Abusers manipulate their community as much as their victims


Wherever there is abuse there is the underbelly of manipulation.  And manipulation forces a response.  We either see it and it stirs within us a response to that impropriety or we don’t see it and we’re manipulated.  Oftentimes it’s those who are manipulated who go along with the romance while others who see or experience abuse occur call it and face the consequences because they faced the abuser.

The victim of abuse has seen and felt and tasted what the abuser is capable of.  They warn those who remain in the community, but they’re scapegoated in a plethora of ways in the process.

Those who are gated ‘safely’ in the community still have it in their best interests to overlook ‘little issues’ that require further enquiry — especially in a Christian context where integrity should be second to none.  Subconsciously they know which side their bread is buttered on and they’d be loath to rock the boat.  But oh what a price to pay to ignore the truth.

The survivor of abuse looks and feels like a pariah.  They’ve been intimidated, excluded, shunned, and their behaviour to call a challenge on the alleged abuser is highlighted as an act of wicked contempt.

Who is to know the truth when the abuser has the bases loaded?  They know how to play the game, and they’ll always ensure they’re five steps ahead — why?  Because they’re the manipulator!

- Data below
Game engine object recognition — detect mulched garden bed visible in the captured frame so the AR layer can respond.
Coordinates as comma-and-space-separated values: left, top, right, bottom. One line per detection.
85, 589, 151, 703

- Task instructions
A. Answer these from the piece on abusers manipulating their community:
(i) What does manipulation force?
(ii) What happens to victims while they warn those who remain in the community?
(iii) In what context does the piece say integrity should be second to none?
B. Please carry on the piece about abusers manipulating their community, starting right after its final sentence.

- Activity answers
A.
(i) A response.
(ii) They are scapegoated in a plethora of ways.
(iii) A Christian context.

B.
We always need to be on the lookout for any relationship where another person is always needing to be a few steps ahead, where they need to have the power differential, and where you always feel at a disadvantage.

The beauty of the best relationships is we can just be us, we feel safe, as if we have nothing to prove, nothing to gain, because the other person also has nothing to prove and nothing to gain.  The best relationships feature us being us, them being them; no second-guessing, no manoeuvring, no watching our back (or them watching theirs).

The community is being duped by the abuser just as much as the victim has been; the difference is the manipulation is in play oftentimes with the permission of those who are in active fellowship with the narcissist, but the abused person has since been relegated and is being manipulated from outside.  The abuser retains control.

There are those in the community of the abuser who will scoff at this phenomenon — until that is that they themselves are caught offside as the next scapegoat.  The only way people remain ‘safe’ in a toxic environment is by agreeing wholeheartedly with playing their role in the game that the abuser has chosen to play.

It’s all a game to the narcissistic abuser.  They get their schadenfreude fun out of it, and they get giddy with their grand delusions of conquest.  There is always another narrative being spun.

If you’ve noticed people calling your leader to account and the dissenters have since disappeared, you have to ask yourself, why?

Leaders of integrity love being challenged.  They may not enjoy it, but their vision of leadership extends far beyond themselves.  They trust God.

If your leader has the full support of all their people all the time, there’s cause for concern.  Either they’re incredibly humble and are truly personable (meaning they have NO detractors) or they’ve fitted the environment with yes-men.

The abuser manipulates those within the community as much as they’ve manipulated those they’ve excommunicated.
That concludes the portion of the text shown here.